Exercise passage:
_ _ _ _ _

Karen was having an off day, feeling down, and totally unmotivated. You know the kind — when you just feel like crawling back in bed. We all have days when everything feels like an effort and we don’t want to do anything.
Karen’s a busy, single Mom with ambitious goals and never-ending parenting duties. As much as she wants to call it quits for the day, she also wants to cook a healthy dinner and read to her kids at bedtime. Somedays it’s hard to get motivated. And let’s be honest, there are also some unpleasant tasks that are always hard to get motivated for.
Notice your thoughts
Negative self-talk and procrastination set in. It’s easy to sink into self-criticism when you’re not productive. Without even realizing it, Karen starts thinking she’s lazy and useless. “I’m a crappy mother,” she thinks, “who doesn’t even have the energy to fix a proper meal and read a bedtime story.”

_ _ _ _ _

Stored data entries:

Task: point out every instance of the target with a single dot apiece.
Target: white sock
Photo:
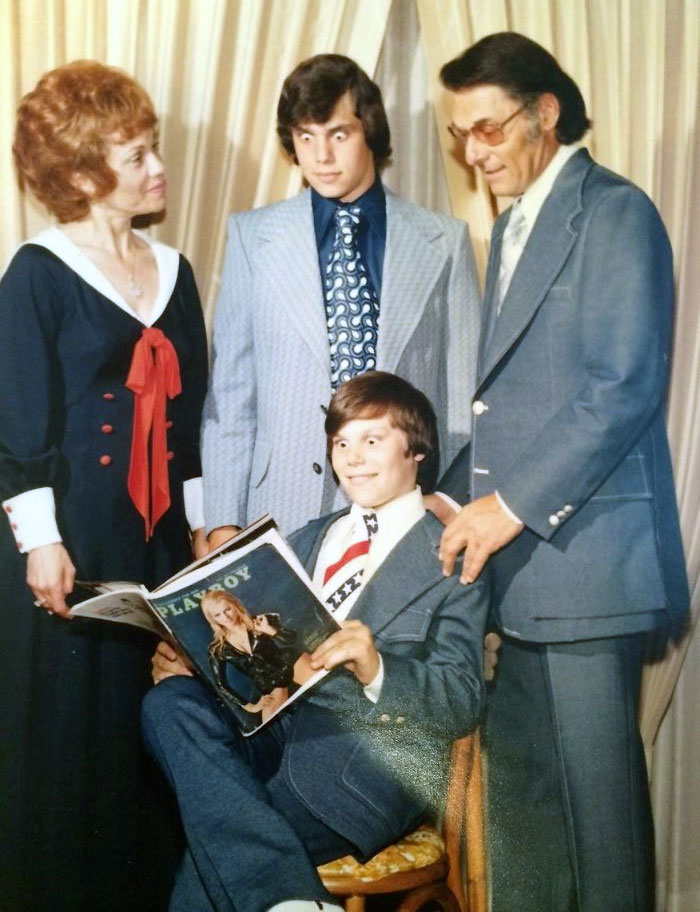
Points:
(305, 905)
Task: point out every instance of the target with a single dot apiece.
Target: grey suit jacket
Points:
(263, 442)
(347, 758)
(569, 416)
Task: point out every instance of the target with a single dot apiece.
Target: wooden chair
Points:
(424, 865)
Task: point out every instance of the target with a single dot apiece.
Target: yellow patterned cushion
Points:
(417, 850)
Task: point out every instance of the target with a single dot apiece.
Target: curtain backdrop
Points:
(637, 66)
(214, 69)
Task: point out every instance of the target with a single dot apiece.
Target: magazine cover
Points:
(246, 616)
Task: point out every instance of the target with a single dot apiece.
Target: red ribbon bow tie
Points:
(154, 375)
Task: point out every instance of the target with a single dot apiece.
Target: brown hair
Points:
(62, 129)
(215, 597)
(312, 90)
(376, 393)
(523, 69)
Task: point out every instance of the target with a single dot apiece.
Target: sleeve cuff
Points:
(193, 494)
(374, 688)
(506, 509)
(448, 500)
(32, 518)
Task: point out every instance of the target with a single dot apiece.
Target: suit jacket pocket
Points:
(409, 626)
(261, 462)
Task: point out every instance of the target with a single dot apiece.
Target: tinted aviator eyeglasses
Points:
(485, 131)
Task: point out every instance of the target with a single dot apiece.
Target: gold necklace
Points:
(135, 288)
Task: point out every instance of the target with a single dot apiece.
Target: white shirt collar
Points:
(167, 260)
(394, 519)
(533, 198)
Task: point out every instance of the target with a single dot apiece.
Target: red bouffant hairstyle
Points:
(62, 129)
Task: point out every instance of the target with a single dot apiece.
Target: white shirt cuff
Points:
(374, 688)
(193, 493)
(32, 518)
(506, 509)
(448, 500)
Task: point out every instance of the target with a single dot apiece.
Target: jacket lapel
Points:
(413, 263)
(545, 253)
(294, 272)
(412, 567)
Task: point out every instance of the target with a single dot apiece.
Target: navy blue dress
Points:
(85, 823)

_ _ _ _ _

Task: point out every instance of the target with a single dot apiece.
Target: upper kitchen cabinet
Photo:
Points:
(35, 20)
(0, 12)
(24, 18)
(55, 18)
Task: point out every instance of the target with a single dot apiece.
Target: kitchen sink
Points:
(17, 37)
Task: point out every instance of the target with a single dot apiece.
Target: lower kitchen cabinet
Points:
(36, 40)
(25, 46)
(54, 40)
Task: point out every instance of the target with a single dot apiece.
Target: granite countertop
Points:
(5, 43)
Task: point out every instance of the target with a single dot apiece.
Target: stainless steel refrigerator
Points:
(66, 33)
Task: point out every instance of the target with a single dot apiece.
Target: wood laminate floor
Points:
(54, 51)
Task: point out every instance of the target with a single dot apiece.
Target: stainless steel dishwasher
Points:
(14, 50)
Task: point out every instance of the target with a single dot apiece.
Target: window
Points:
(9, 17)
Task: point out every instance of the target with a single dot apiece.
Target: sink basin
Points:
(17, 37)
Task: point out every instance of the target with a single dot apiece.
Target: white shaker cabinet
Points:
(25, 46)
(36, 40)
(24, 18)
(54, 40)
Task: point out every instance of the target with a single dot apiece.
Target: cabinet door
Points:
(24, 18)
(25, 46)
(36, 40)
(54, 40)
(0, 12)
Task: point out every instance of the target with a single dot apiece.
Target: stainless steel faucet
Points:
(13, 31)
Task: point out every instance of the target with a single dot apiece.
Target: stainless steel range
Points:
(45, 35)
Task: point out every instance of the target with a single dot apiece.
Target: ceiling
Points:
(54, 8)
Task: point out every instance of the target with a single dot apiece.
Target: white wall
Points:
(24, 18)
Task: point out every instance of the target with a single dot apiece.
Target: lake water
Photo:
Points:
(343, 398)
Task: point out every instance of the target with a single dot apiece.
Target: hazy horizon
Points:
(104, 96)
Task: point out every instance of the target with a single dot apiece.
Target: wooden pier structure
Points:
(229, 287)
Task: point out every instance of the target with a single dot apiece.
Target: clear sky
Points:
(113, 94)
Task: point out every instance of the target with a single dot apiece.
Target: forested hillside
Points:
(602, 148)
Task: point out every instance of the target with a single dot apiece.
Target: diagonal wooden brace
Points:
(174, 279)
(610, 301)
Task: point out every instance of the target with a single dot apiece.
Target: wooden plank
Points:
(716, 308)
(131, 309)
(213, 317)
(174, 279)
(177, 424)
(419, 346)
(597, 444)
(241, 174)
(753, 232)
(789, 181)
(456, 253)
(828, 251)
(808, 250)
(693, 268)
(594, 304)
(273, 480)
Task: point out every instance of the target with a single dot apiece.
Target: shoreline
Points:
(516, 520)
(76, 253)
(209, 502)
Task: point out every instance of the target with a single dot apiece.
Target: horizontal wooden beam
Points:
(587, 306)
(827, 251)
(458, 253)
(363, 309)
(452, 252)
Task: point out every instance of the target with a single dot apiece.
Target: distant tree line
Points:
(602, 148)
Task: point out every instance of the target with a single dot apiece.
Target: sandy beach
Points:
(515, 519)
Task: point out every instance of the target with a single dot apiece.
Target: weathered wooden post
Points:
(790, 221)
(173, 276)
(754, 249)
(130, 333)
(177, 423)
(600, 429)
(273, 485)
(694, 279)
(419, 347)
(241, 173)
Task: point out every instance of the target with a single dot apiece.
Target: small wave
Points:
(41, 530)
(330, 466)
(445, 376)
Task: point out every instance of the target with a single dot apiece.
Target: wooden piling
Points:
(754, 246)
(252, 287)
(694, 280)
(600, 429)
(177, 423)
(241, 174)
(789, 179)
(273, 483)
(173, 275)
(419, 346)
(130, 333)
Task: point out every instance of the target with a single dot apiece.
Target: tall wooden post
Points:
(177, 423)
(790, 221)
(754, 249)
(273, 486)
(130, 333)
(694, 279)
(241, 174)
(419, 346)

_ _ _ _ _

Task set:
1. In the passage about Karen, what does she want to do for her kids at bedtime?
2. Carry the passage about Karen forward from its last sentence.
The stored data entries are separate from the passage about Karen and have no connection to it.

Outputs in order:
1. She wants to read to them.

2.
This creates a toxic cycle of low motivation, criticizing yourself for procrastinating or not doing something, and then feeling worse.
Berating yourself is not motivating. Often we think the way to get more done is to crack the proverbial whip – to be harder on ourselves. People tend to feel bad when they aren’t meeting expectations (either their own or someone else’s) and spiral into self-criticism. You won’t get more energized or motivated by being tougher on yourself.
You need the right combination of self-compassion and accountability
You have to start with self-compassion. Instead of beating yourself up, pause and acknowledge the struggle you’re experiencing. Whether you have clinical depression or it’s just a bad day, the pain is real and everyone experiences feeling down, overwhelmed, or unmotivated from time to time. Offer yourself kindness, like you’d give to a friend who was going through a tough time. Acknowledge that it’s normal to feel tired, down, or unmotivated and consider that your productivity isn’t a measure of your worth.
Most people worry that they’ll never get anything done if they’re “easy” on themselves. Self-acceptance isn’t the same as self-pity or wallowing in your problems. Compassionately accepting how you feel in this moment actually releases you from the negative self-talk that perpetuates your lack of motivation and productivity.
So, instead of criticizing yourself when you’re unmotivated, try being kind to yourself.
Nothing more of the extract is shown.